*TAREFAS OBRIGATÓRIAS*:
[1] Segundo o trecho sobre a vacinação de crianças, por que a sociedade brasileira estaria autorizando que crianças morram desprotegidas?
[2] Reproduza o trecho sobre a vacinação de crianças, de "18 Janeiro 2022" a "Privados de Liberdade.".

*TRECHO FORNECIDO*:
18 Janeiro 2022
"Mantida essa liberalidade ilegal do Governo Federal, que tem insistido que a vacinação de crianças e adolescentes é opcional por parte do juízo das pessoas por elas responsáveis (mães, pais e outras) estaremos, nós todos, sociedade brasileira, autorizando que crianças possam morrer desprotegidas havendo proteção disponível, universal e gratuita. Desprotegendo-as por motivo ideológico, fútil. Alicerçado em desinformação genocida", escreve José Carlos Sturza de Moraes, cientista social, mestre em Educação, especialista em Ética e Educação em Direitos Humanos e especialista em Educação de Jovens e Adultos e Educação de Privados de Liberdade.

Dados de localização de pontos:

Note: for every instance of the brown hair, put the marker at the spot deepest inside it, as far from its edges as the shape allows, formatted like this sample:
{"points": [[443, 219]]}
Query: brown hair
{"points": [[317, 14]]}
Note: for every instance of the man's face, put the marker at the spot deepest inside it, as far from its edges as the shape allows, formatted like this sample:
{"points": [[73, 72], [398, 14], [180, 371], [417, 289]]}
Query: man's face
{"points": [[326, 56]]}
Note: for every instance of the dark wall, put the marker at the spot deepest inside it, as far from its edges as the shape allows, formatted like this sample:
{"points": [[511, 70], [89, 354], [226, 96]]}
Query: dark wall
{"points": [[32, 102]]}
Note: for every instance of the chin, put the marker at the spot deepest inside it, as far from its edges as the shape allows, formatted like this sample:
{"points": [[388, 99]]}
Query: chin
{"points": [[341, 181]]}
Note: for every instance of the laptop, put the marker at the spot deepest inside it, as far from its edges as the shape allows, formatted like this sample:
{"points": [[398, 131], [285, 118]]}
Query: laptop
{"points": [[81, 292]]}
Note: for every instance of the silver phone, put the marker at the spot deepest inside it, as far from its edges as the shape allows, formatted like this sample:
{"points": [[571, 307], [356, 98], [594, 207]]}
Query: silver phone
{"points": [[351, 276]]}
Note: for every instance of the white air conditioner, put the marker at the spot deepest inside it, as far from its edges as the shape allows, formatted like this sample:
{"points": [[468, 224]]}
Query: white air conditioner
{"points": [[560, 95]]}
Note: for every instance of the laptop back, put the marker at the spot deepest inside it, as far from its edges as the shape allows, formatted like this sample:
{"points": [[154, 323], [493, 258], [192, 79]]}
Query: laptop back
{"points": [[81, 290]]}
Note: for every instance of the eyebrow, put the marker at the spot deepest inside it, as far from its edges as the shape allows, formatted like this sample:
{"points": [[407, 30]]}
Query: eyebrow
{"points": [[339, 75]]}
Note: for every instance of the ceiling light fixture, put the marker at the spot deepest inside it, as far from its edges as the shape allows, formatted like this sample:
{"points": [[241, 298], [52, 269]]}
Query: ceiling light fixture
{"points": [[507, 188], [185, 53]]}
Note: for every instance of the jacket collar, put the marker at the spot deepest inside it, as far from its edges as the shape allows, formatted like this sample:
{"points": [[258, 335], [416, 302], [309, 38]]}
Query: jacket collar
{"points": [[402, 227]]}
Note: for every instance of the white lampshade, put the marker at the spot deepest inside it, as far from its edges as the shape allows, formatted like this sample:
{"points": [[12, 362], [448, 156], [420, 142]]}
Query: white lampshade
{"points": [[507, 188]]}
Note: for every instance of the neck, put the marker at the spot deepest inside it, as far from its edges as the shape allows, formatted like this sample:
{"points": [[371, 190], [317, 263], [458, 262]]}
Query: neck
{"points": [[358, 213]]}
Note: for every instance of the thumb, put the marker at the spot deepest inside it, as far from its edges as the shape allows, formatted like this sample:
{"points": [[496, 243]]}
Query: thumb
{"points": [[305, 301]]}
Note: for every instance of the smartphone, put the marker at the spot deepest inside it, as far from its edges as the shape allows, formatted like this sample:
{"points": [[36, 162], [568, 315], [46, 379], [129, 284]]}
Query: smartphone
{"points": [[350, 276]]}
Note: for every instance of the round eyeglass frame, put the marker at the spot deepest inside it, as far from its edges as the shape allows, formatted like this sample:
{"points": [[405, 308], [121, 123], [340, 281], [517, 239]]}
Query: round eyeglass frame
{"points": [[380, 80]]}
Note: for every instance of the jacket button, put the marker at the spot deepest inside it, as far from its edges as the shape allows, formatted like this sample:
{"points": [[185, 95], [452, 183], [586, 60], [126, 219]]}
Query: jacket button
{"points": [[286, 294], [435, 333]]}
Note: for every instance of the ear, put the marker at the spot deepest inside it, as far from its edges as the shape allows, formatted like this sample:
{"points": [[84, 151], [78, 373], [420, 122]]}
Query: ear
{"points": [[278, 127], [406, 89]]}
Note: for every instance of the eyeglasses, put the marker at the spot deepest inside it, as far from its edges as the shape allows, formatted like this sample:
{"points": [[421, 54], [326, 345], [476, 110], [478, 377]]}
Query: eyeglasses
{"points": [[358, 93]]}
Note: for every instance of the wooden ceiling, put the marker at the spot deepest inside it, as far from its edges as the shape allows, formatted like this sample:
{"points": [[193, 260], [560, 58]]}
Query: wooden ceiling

*RESULTADOS POR TAREFA*:
[1] Porque estaria mantendo a "liberalidade ilegal" do Governo Federal, que insiste que a vacinação de crianças e adolescentes é opcional e depende do juízo dos responsáveis por elas (mães, pais e outros). Isso acontece mesmo havendo proteção disponível, universal e gratuita.

[2]
18 Janeiro 2022
"Mantida essa liberalidade ilegal do Governo Federal, que tem insistido que a vacinação de crianças e adolescentes é opcional por parte do juízo das pessoas por elas responsáveis (mães, pais e outras) estaremos, nós todos, sociedade brasileira, autorizando que crianças possam morrer desprotegidas havendo proteção disponível, universal e gratuita. Desprotegendo-as por motivo ideológico, fútil. Alicerçado em desinformação genocida", escreve José Carlos Sturza de Moraes, cientista social, mestre em Educação, especialista em Ética e Educação em Direitos Humanos e especialista em Educação de Jovens e Adultos e Educação de Privados de Liberdade.